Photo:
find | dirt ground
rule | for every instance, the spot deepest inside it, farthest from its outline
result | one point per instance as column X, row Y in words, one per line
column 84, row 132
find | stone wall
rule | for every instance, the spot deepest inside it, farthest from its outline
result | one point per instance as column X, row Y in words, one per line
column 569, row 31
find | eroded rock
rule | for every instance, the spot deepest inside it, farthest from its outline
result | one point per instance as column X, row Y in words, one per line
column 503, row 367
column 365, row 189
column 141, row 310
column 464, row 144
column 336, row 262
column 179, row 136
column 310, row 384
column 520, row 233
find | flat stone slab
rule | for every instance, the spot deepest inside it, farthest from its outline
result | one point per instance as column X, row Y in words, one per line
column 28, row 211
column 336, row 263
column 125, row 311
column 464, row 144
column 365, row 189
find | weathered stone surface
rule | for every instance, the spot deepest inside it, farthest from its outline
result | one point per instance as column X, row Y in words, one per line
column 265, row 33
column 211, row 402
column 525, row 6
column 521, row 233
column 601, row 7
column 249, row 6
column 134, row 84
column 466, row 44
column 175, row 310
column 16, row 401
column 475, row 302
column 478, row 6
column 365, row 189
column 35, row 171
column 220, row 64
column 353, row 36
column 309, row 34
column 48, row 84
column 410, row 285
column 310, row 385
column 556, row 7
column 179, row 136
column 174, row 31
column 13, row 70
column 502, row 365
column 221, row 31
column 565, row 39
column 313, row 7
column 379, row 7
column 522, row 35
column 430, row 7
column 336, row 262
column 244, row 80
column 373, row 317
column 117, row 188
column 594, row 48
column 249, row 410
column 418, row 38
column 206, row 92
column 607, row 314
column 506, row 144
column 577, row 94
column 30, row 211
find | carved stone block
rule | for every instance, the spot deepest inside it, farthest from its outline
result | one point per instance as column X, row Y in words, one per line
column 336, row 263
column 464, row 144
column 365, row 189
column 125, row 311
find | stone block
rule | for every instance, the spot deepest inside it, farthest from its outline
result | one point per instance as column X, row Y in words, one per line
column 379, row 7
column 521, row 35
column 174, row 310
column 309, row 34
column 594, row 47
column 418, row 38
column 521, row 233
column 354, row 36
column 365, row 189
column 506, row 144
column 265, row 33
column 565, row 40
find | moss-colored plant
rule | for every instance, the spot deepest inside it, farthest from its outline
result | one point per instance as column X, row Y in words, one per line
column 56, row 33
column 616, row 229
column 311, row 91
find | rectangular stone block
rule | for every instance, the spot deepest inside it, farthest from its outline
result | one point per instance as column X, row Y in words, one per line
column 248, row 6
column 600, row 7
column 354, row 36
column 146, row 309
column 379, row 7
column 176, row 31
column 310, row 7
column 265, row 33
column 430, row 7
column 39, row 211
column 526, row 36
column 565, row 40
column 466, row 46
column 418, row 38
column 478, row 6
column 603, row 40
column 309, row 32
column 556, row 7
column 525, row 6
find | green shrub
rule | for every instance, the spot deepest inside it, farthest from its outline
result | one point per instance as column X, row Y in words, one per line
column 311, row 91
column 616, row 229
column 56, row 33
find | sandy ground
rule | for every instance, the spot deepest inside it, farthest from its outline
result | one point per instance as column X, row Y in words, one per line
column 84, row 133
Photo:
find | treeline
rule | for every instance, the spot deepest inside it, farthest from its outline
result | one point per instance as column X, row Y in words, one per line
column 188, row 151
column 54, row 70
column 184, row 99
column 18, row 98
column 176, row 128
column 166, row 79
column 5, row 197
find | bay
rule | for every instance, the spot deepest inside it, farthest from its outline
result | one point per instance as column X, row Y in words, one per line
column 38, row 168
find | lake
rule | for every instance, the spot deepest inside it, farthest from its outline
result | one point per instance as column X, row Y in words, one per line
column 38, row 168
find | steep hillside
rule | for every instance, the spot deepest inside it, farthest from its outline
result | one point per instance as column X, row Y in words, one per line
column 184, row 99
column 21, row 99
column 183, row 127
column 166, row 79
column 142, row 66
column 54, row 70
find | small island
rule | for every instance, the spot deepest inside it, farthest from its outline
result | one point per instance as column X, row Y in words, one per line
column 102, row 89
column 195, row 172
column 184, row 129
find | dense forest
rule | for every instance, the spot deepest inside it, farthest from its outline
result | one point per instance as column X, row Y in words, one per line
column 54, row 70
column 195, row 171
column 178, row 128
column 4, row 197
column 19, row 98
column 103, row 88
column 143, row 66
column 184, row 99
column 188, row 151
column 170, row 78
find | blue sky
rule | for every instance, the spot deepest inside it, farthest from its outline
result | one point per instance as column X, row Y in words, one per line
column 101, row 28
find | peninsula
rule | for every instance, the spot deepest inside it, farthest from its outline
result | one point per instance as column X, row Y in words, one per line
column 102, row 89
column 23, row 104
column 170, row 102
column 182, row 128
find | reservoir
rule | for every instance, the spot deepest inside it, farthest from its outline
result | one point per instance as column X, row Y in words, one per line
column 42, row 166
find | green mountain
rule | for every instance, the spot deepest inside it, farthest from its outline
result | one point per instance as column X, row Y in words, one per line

***

» **What the exercise asks**
Please render the rows above, from their start through the line containing "column 84, row 132", as a two-column CSV with the headers "prompt" and "points". Put each row's text in the first column and its answer in the second, with each field quoted and any line breaks replaced by spaces.

» **Problem solution**
prompt,points
"Photo: find | dirt ground rule | for every instance, the spot deepest inside it, farthest from its outline result | one point per instance as column X, row Y in words, one per line","column 84, row 132"